Problem to solve: Format the lines of the data below as a JSON list of strings, one string per line with blank lines omitted, covering only the span from the line containing "Please pin the treeline" through the end of the data, inclusive.

Records provided:
———
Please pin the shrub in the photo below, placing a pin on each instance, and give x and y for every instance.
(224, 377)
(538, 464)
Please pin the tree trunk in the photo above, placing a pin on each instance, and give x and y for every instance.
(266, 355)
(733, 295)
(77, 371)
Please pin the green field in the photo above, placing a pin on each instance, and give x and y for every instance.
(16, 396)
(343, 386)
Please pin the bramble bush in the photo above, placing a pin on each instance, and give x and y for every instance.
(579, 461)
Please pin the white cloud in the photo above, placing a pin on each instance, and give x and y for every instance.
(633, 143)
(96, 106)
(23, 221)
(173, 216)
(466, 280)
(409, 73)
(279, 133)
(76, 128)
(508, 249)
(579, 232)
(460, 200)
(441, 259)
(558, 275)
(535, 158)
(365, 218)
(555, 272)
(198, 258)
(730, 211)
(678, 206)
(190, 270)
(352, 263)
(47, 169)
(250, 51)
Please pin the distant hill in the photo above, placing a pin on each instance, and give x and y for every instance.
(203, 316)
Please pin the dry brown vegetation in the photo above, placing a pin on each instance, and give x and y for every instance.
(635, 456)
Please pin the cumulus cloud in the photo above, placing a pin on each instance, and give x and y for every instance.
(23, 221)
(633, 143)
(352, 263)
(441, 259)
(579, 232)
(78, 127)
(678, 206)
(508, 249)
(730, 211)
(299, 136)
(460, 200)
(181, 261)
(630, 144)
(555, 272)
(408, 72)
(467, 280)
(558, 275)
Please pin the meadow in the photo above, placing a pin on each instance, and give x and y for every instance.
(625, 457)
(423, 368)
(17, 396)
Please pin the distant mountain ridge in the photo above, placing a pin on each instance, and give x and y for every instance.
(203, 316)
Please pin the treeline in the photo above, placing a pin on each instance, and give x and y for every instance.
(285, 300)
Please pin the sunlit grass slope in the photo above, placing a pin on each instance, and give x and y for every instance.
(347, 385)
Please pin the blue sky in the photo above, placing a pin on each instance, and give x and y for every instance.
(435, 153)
———
Output of the exercise:
[
  "Please pin the treeline in the photo above, placing a pin on each instance, and give x and y for every instance.",
  "(285, 300)",
  "Please pin the sunlit grass slope in the photo above, placing a pin on each instance, and give x and y for every instance.",
  "(347, 385)",
  "Please pin the blue sky in the photo above, placing a pin on each instance, and give x and y for every instance.",
  "(435, 153)"
]